**Information provided:**

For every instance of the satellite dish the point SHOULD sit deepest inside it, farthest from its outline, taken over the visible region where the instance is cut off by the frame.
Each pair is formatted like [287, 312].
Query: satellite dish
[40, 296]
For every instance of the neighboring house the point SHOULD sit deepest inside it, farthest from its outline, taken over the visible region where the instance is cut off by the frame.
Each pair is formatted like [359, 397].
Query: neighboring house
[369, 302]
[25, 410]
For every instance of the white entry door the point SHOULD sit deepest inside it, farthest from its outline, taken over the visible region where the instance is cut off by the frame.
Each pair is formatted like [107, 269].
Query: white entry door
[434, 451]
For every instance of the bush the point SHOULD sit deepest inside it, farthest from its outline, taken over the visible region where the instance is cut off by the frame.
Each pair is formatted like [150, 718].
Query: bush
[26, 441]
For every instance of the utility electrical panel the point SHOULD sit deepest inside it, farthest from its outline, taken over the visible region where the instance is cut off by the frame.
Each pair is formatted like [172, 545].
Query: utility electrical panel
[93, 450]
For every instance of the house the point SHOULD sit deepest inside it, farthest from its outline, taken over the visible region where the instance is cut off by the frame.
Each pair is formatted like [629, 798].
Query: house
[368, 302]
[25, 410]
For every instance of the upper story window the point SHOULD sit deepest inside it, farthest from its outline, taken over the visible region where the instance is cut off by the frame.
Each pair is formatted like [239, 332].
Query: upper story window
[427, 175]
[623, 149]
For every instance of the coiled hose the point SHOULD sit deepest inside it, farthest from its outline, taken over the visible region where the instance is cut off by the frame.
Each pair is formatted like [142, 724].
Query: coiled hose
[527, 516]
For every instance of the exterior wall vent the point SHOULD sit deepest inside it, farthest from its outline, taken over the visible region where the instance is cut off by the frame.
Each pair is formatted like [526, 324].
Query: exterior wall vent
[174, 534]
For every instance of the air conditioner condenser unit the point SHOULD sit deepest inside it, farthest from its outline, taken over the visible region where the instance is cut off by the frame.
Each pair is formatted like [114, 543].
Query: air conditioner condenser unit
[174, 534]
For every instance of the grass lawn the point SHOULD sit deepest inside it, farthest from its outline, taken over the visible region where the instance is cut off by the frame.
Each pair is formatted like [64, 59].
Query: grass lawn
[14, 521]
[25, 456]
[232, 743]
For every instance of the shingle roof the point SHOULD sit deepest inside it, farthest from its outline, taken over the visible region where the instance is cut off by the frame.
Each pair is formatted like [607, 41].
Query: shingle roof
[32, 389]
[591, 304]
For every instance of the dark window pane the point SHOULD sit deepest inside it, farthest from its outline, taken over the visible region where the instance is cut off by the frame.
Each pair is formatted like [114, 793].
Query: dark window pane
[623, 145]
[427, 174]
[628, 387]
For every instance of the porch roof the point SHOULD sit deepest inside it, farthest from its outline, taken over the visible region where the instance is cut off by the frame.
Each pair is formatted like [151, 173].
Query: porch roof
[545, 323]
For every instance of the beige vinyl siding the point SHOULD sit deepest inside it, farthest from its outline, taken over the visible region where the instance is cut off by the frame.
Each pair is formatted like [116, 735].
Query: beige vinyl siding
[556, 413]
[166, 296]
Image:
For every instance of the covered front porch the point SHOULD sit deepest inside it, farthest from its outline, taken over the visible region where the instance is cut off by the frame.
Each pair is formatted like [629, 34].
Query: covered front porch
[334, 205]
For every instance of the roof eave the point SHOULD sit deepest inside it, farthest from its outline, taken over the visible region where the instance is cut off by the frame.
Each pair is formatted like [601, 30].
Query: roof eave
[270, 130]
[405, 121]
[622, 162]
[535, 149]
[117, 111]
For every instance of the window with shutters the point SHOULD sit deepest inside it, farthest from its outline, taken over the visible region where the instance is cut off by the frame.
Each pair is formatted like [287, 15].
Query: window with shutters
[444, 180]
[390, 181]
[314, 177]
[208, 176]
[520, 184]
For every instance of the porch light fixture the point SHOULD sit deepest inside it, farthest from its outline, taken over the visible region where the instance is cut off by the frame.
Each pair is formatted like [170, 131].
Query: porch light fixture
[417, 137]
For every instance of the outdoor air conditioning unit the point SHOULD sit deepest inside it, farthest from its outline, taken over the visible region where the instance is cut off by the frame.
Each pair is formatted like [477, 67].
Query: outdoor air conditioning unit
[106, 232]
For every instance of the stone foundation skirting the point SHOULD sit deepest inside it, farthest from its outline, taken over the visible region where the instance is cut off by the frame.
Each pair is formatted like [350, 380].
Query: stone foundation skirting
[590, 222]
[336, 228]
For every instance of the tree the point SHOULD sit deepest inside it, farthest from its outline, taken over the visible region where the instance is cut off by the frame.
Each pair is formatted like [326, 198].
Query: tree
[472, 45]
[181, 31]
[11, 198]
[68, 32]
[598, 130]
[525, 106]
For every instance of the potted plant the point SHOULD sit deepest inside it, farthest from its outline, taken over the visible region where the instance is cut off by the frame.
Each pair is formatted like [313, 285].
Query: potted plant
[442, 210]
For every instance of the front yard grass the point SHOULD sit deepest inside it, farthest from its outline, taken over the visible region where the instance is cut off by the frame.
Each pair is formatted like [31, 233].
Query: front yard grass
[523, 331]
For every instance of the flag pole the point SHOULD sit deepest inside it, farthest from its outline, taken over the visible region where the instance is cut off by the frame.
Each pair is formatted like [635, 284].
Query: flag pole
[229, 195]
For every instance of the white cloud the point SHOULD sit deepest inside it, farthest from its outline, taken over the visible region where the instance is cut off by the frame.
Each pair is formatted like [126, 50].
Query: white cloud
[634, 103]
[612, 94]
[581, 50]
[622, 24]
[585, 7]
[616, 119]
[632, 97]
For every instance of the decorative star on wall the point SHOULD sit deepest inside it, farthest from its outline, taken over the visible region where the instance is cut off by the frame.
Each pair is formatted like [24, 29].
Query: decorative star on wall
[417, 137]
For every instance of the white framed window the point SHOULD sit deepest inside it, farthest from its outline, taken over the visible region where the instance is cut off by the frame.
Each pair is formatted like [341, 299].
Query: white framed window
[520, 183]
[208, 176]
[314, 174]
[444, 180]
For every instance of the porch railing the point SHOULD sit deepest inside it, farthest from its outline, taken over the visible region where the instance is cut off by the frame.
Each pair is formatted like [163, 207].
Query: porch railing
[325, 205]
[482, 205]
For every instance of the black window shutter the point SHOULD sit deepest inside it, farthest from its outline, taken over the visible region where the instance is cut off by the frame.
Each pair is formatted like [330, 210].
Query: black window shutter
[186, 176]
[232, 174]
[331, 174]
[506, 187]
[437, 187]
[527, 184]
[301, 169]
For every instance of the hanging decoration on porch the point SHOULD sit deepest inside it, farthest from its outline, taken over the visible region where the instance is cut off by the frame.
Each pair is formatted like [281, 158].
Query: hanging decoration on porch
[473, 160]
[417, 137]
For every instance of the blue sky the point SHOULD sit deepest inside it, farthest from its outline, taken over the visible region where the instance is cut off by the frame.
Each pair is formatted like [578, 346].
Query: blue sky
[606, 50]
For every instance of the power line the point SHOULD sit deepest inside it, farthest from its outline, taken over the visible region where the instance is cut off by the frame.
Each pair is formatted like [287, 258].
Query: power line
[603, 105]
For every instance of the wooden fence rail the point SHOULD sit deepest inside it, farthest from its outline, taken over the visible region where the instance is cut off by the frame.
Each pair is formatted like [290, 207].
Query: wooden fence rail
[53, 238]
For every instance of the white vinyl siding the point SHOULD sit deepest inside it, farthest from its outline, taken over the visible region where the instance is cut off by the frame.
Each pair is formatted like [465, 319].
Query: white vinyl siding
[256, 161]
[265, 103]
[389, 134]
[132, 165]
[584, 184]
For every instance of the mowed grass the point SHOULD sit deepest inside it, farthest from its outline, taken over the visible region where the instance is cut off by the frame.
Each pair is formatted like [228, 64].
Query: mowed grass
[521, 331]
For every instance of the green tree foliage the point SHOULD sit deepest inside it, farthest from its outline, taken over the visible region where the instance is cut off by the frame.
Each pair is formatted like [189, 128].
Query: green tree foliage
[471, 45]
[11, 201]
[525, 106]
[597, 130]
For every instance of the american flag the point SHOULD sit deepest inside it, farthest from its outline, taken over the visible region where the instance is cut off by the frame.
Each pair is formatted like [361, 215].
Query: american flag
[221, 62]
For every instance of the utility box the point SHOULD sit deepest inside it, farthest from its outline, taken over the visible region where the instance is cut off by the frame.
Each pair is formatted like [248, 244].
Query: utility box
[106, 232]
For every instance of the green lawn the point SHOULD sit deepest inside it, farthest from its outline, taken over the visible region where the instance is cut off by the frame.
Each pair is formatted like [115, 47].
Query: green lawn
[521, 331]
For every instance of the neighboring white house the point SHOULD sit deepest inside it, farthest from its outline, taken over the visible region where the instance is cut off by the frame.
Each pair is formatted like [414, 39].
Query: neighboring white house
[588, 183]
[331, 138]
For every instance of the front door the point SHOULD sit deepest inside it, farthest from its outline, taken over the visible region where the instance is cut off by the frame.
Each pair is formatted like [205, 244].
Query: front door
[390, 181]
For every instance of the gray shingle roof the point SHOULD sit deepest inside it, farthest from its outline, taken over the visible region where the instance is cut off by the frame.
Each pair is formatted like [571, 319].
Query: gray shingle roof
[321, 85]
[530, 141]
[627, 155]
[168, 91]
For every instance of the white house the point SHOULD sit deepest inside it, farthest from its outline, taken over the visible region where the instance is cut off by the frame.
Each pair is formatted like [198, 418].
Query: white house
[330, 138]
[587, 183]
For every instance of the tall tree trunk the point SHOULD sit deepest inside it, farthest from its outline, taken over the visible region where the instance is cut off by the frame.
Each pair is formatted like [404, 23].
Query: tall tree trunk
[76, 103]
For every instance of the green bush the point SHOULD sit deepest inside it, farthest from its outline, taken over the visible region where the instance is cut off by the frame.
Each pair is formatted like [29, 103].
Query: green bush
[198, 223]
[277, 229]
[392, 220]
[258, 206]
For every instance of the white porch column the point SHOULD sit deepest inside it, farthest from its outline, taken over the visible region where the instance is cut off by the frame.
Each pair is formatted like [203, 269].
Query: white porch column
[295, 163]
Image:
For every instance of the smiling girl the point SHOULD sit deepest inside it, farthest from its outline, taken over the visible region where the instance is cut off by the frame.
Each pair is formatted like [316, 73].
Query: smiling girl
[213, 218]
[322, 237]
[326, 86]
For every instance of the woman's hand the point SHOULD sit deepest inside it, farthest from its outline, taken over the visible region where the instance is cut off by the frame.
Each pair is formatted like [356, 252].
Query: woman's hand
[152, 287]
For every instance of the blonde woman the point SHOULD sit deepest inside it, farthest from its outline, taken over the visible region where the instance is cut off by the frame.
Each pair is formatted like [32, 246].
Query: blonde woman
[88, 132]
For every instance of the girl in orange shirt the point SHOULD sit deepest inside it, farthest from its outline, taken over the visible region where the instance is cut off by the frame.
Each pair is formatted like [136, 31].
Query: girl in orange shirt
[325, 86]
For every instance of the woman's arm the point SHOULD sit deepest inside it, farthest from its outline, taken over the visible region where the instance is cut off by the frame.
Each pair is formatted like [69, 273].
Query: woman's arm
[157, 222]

**Problem description:**
Set out exactly the run of lines that begins at the line holding "For every instance of the woman's hand" and ends at the last line of the data.

**Output for this exercise:**
For every instance of the woman's hand the point SHOULD sit deepest inside it, farthest from its outline, taken over the visible region where the instance is cut off by the frame.
Each pair is formatted like [356, 252].
Query: woman's hand
[152, 287]
For every instance of the blonde woman the point SHOULD sit deepest inside it, farthest from its outline, taken over the visible region where the instance is cut off by the frame.
Each pair is formatted like [32, 246].
Query: blonde woman
[88, 132]
For every instance of the girl in orange shirt the point SHOULD sit deepest inside it, farthest from its outline, taken over the visible region where the instance is cut off by the frame.
Each pair is formatted like [136, 31].
Query: girl in orange shirt
[325, 86]
For every instance of the woman's arm the point SHOULD sit deepest inside it, farthest from its outline, taken over the visible region where the instance is cut off by the frame.
Each pair is formatted like [69, 273].
Query: woman's arm
[157, 222]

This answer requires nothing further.